* WHAT IS ASKED *
Output the lines from the one containing "Find the shrine" through the one containing "M227 79L231 78L244", both included, reproducing each line character for character.

[Some records]
*-*-*
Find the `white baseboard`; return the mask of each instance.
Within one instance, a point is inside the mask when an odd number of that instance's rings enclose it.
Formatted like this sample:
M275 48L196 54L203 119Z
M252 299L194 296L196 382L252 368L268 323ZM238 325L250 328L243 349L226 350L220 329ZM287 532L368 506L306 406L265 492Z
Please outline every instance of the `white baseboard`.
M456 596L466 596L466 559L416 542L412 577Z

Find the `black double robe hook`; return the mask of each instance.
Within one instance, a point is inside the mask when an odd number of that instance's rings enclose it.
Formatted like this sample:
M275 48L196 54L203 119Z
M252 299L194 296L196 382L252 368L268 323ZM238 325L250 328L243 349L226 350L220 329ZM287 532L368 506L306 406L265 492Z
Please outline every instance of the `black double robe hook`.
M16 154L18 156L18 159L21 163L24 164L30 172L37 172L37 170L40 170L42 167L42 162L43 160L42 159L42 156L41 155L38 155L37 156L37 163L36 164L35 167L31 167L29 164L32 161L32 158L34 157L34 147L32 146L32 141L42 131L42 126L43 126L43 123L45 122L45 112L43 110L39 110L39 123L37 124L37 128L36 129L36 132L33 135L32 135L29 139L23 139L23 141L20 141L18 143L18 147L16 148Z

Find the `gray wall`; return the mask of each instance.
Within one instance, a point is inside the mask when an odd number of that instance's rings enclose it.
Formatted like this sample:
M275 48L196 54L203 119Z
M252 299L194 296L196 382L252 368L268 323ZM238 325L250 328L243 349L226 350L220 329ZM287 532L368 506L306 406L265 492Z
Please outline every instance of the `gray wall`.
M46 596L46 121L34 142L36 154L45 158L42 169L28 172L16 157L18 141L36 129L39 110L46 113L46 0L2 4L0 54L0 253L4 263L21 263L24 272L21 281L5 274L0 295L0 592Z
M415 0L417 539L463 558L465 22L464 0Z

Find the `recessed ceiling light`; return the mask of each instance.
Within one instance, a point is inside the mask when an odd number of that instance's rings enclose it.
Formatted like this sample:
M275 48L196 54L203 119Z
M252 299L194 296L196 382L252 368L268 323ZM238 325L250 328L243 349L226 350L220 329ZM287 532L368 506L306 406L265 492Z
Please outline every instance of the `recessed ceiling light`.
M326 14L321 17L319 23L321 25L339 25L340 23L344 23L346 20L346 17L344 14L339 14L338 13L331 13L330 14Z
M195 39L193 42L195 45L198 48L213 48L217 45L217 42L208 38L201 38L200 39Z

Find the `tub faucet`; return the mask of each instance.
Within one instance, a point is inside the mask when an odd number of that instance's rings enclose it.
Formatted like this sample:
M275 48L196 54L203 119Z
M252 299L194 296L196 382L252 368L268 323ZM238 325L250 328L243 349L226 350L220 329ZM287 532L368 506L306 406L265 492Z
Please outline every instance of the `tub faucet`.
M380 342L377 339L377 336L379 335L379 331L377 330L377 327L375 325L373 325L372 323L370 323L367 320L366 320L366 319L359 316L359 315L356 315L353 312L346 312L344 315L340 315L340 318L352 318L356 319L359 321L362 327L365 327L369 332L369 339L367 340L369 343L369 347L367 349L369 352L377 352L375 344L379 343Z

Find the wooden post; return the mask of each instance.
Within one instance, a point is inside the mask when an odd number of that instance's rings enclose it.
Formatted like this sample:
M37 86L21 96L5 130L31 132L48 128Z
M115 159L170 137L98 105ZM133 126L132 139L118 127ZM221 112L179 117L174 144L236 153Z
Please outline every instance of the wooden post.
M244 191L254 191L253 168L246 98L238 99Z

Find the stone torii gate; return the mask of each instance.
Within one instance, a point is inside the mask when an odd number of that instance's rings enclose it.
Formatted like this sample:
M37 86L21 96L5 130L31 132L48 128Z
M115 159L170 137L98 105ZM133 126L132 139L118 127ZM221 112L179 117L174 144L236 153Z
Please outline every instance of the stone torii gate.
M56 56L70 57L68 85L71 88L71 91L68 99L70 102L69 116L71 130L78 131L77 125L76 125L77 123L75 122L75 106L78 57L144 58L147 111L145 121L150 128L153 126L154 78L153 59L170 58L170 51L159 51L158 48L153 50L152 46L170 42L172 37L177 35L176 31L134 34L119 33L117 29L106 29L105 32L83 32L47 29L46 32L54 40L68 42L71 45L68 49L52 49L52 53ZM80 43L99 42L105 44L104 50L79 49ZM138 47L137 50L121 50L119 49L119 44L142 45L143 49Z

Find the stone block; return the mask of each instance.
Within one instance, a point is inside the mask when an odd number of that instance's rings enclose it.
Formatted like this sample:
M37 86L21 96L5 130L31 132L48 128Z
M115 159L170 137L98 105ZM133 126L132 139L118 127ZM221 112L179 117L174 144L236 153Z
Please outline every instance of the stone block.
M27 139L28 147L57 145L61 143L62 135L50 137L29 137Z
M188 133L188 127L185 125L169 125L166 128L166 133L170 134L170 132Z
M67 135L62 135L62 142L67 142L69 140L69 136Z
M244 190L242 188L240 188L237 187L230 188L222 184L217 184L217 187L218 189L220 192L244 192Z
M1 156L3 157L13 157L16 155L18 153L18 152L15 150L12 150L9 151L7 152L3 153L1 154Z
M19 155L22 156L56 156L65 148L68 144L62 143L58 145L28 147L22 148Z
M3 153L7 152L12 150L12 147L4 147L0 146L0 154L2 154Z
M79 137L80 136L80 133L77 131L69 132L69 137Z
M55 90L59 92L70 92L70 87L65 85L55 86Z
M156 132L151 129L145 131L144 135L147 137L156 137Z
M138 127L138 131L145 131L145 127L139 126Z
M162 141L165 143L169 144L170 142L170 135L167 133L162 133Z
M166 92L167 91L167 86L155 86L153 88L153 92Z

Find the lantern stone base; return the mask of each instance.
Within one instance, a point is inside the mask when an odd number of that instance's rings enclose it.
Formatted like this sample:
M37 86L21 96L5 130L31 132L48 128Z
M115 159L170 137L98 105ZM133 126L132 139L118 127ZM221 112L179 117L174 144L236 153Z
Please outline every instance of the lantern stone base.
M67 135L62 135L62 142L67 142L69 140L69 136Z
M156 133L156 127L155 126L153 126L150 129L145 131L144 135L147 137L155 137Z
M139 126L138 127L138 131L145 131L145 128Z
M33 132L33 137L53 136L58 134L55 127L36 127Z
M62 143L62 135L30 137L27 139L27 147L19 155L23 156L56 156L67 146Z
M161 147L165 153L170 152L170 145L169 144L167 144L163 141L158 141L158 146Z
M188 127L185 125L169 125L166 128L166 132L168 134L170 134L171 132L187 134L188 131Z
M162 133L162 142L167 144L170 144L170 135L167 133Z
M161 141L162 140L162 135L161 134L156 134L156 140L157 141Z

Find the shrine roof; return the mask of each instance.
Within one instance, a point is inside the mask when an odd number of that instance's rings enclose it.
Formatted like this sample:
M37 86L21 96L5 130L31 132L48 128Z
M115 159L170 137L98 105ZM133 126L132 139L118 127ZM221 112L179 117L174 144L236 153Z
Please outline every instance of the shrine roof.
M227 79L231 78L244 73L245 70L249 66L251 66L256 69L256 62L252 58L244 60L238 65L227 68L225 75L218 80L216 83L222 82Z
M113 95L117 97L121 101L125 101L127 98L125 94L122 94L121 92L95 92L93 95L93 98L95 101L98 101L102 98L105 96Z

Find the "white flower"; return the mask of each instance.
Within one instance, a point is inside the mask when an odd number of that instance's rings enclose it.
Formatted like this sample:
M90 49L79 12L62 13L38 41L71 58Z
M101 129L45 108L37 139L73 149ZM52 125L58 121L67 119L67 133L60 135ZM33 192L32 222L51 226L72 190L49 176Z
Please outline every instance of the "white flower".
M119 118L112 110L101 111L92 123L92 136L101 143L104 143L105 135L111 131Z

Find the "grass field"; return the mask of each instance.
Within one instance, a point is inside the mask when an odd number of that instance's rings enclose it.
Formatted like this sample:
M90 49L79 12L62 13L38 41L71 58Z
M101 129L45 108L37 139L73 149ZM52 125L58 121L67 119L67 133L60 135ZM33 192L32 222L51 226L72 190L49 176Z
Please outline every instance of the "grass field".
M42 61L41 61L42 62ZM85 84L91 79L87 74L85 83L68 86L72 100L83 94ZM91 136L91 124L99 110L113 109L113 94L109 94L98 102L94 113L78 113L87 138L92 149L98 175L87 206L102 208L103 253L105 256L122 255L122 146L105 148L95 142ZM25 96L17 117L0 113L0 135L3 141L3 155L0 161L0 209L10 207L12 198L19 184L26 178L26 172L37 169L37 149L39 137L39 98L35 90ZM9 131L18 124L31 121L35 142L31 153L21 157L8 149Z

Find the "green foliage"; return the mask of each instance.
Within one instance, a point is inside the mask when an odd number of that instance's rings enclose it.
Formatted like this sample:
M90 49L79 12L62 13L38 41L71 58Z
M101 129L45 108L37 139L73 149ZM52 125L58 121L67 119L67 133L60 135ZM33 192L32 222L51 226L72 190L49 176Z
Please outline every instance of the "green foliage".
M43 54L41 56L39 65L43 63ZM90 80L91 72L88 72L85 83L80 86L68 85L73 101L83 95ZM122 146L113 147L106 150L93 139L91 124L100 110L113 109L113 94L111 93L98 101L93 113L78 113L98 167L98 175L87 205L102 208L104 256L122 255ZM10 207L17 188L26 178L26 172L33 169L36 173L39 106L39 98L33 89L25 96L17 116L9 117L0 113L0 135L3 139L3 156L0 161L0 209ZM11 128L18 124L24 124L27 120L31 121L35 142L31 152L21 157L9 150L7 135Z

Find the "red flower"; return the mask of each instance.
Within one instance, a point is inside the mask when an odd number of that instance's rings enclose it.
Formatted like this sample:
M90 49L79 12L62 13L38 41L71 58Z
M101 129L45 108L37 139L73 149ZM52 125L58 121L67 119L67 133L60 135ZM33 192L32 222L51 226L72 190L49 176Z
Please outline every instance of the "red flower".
*-*-*
* EXPECTED OUTPUT *
Find the shrine roof; return the mask of each instance.
Within one instance, a point is inside the mask when an odd number of that instance's rings enclose it.
Formatted like this sample:
M37 86L21 96L5 130L31 132L48 128Z
M115 159L170 137L98 105ZM133 126L132 139L118 127ZM221 112L179 117L174 144L236 153Z
Please outline every instance of the shrine roof.
M227 79L231 78L244 73L245 70L249 66L251 66L256 69L256 62L252 58L244 60L238 65L227 68L225 75L218 80L216 83L222 82Z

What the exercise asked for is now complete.